Data to examine:
───
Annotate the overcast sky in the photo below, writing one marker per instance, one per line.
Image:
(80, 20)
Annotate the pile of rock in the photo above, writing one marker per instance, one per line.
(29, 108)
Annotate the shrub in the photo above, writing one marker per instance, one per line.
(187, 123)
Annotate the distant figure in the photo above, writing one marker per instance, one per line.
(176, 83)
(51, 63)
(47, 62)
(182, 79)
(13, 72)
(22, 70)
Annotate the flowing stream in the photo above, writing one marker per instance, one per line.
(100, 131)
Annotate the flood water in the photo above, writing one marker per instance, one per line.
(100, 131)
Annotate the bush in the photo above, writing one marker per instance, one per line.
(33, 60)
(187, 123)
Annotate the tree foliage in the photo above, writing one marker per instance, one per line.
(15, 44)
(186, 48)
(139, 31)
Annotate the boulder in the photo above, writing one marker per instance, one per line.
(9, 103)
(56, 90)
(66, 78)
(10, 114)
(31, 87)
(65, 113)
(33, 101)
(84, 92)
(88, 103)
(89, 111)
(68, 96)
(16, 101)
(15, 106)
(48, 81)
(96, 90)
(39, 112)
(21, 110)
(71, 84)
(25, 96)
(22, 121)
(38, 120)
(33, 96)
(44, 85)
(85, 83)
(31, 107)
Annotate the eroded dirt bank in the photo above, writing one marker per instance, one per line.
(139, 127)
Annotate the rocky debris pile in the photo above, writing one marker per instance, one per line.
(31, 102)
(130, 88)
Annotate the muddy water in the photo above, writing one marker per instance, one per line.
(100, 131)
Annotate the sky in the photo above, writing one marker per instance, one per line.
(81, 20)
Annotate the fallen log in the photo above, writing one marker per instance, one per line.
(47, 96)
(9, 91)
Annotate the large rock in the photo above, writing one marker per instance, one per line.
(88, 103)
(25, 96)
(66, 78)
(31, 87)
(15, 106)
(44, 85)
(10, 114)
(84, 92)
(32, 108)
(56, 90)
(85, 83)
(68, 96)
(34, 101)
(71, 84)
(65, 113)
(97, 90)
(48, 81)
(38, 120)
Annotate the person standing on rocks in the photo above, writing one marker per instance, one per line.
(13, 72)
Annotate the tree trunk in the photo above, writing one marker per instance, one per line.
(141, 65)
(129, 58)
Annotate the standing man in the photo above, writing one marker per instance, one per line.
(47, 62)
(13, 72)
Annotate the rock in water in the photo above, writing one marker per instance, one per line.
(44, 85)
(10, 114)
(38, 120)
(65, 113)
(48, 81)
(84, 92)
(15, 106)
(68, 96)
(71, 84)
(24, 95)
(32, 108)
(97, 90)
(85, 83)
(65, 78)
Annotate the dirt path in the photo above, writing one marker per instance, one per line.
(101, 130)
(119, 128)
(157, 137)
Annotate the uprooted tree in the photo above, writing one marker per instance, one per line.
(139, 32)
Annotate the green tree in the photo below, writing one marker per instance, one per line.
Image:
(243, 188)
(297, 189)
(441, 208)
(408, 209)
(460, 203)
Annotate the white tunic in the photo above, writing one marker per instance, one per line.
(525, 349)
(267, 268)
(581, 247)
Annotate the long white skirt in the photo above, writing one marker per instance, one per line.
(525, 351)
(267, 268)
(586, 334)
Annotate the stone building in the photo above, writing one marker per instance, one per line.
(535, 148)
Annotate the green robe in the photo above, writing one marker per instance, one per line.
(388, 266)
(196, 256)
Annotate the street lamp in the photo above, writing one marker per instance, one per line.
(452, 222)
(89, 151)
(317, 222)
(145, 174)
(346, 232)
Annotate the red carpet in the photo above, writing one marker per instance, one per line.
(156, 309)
───
Task brief:
Each line of the data must come back exactly as written.

Response below:
Annotate the overcast sky in the photo below, writing one marker per instance, one per line.
Image:
(80, 20)
Annotate the pile of rock in the photo above, writing one marker per instance, one per line.
(29, 108)
Annotate the shrub in the photo above, writing one marker per instance, one per line.
(187, 123)
Annotate the distant figure in the photo above, writing one marker per instance, one per line.
(176, 83)
(51, 63)
(47, 62)
(182, 79)
(13, 72)
(22, 70)
Annotate the flowing stream in the photo above, writing one marker per instance, one per line.
(100, 131)
Annotate the flood water in the photo above, writing one marker per instance, one per line.
(100, 131)
Annotate the bush in the photo above, writing one marker per instance, one per line.
(33, 60)
(187, 123)
Annotate the tree foliage in the photo above, writing one marker per instance, one per line.
(15, 44)
(186, 48)
(139, 31)
Annotate the boulder in the photo above, writing one marker per instance, one per line.
(9, 103)
(56, 90)
(66, 78)
(10, 114)
(31, 87)
(65, 113)
(33, 101)
(84, 92)
(88, 103)
(89, 111)
(68, 96)
(16, 101)
(15, 106)
(48, 81)
(96, 90)
(39, 112)
(21, 110)
(71, 84)
(25, 96)
(22, 121)
(38, 120)
(33, 96)
(44, 85)
(85, 83)
(31, 107)
Annotate the eroded dirt bank in the photo above, writing one marker per instance, one per line.
(139, 127)
Annotate the rocky debris pile in the photo above, writing one marker per instance, one per line.
(31, 102)
(130, 88)
Annotate the muddy water in the photo above, writing one marker per instance, one per line.
(100, 131)
Annotate the sky in the photo above, writing one marker per instance, one per line.
(81, 20)
Annotate the fallen log in the photo above, writing one marker per instance, one per line.
(47, 96)
(9, 91)
Annotate the large rock in the photo above, writing one marker per instance, one per line.
(88, 103)
(25, 96)
(66, 78)
(31, 87)
(15, 106)
(44, 85)
(10, 114)
(84, 92)
(32, 108)
(56, 90)
(85, 83)
(68, 96)
(34, 101)
(71, 84)
(65, 113)
(97, 90)
(48, 81)
(38, 120)
Annotate the person standing on rocks in the photo above, writing one marker per instance, one per line.
(13, 72)
Annotate the tree trunk in the photo above, writing one marker per instance, one per line.
(141, 65)
(129, 58)
Annotate the standing man in the photo above, writing one marker per instance, one per line.
(47, 62)
(13, 72)
Annotate the rock in water in the photo above, writing one marker per instance, one per line.
(44, 85)
(10, 114)
(38, 120)
(65, 113)
(48, 81)
(84, 92)
(15, 106)
(68, 96)
(71, 84)
(24, 95)
(32, 108)
(97, 90)
(85, 83)
(65, 78)
Annotate the dirt path in the photo above, writing one marker per instance, one per line.
(101, 130)
(119, 128)
(157, 137)
Annotate the uprooted tree in the photo above, writing one marker per instance, one per line.
(139, 32)
Annotate the green tree in the photo below, writing one marker per instance, one per line.
Image:
(243, 188)
(297, 189)
(441, 208)
(408, 209)
(460, 203)
Annotate the white tunic in the photo above, writing one marker per instance, one per line.
(525, 349)
(267, 268)
(581, 247)
Annotate the long white skirt in the photo above, writing one marker per instance, one per line.
(525, 351)
(267, 268)
(586, 334)
Annotate the stone building in the photo above, writing one marker per instance, one per line.
(535, 148)
Annotate the green robe in the photo above, writing one marker per instance, one per line.
(388, 266)
(196, 256)
Annotate the street lamp in the photo above, writing one marker per instance, one per line.
(452, 222)
(89, 151)
(317, 222)
(145, 174)
(346, 232)
Annotate the red carpet in the photo above, writing one marker per instance, one per line.
(156, 309)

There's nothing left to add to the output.